> _PROBLEM REQUIREMENTS_
Keep the wording of every entry intact in your copy, and omit the pictures.
╔══
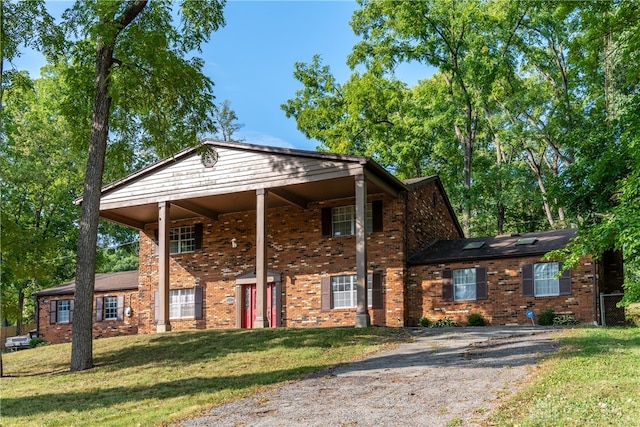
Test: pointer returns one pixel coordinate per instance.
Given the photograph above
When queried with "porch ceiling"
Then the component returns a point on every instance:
(212, 206)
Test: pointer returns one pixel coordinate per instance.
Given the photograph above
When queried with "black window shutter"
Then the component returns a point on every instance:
(198, 303)
(53, 312)
(99, 305)
(527, 280)
(481, 283)
(565, 282)
(327, 228)
(376, 213)
(156, 307)
(120, 311)
(198, 236)
(325, 293)
(447, 285)
(376, 290)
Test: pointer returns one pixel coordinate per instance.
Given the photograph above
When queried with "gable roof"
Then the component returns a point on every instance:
(505, 246)
(105, 282)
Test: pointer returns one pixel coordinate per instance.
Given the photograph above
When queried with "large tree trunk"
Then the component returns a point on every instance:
(82, 333)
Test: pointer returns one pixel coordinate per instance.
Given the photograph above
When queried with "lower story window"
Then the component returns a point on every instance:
(344, 291)
(182, 303)
(545, 280)
(64, 308)
(464, 284)
(110, 308)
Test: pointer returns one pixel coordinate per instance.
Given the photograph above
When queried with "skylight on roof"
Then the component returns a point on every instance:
(473, 245)
(526, 241)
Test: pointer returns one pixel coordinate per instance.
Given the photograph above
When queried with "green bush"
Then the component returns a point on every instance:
(565, 319)
(424, 322)
(34, 342)
(545, 317)
(443, 323)
(476, 319)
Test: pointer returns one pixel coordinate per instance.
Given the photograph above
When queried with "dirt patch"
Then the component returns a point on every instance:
(452, 375)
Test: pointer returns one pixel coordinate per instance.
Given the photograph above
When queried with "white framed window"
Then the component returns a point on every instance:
(344, 291)
(182, 239)
(343, 220)
(63, 311)
(110, 308)
(545, 280)
(464, 284)
(182, 303)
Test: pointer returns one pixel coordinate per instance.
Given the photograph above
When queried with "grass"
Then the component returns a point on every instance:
(594, 380)
(160, 378)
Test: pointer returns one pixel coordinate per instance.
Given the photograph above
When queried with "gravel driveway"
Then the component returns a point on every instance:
(449, 375)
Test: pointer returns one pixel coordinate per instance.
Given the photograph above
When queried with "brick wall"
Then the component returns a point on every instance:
(505, 303)
(61, 332)
(296, 250)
╚══
> _EXERCISE ANSWER_
Test: pointer returns one pixel coordinate per instance.
Given the photograph above
When queried with "porch ceiling"
Then the component returns a point on every instance:
(212, 206)
Test: pointer returns one pixel coordinate per instance.
Given the photograph above
When queried with "black window shutter"
Then the component returns a point on every instance:
(198, 303)
(53, 312)
(99, 305)
(527, 280)
(481, 283)
(565, 282)
(327, 228)
(376, 213)
(156, 307)
(120, 311)
(198, 236)
(325, 293)
(447, 285)
(376, 290)
Test: pointer returns one pixel coordinate per instance.
Given the photograph above
When queried with "gable roof"
Then the component returns a point on every instance:
(505, 246)
(105, 282)
Test: pointer returns one pixel coordinate per instance.
Given the photograph above
When queried with "large tree trunk"
Then the component returns a point on every instance:
(82, 333)
Test: pointer returns one pixel coordinate per instance.
Given the photograph above
When queried with "lower story window"
Then the component returns a point on every instance:
(344, 291)
(182, 303)
(545, 280)
(64, 308)
(464, 284)
(110, 308)
Test: pointer returns one pixel coordinate per instance.
Given the photograph above
When queried with "skylight on roof"
Then the component returns a point on every instance:
(473, 245)
(526, 241)
Test: pointer returns one pixel coordinate per instance.
Given the photograph above
When queried with "green bush"
Then the component returns a point on every instance:
(565, 319)
(424, 322)
(34, 342)
(545, 317)
(443, 323)
(476, 319)
Test: pointer returns one pixel coordinate per instance.
Given the photograph above
When queried with "dirt patch"
Then the component returns a point on every instance:
(452, 375)
Test: pointer returns one pixel coordinate per instance.
Given the photograph above
When queried with "white framed window"
Then the component returns a point on every instance:
(344, 291)
(182, 239)
(343, 220)
(63, 311)
(110, 308)
(545, 280)
(464, 284)
(182, 303)
Test: pointer returns one pixel coordinate per instance.
Given the photograph above
When queried with "grass"
Then the component returns a point on every instance:
(594, 380)
(160, 378)
Test: pointer returns one pixel coordinate per instance.
Given the photograph above
When queried with "gravel driveway"
Then the component returns a point on every instance:
(449, 375)
Test: pointer returns one pixel coordinate per instance.
Given the photograph above
When queried with "brick wall"
Then the component returns a point on every instance:
(505, 303)
(61, 332)
(296, 250)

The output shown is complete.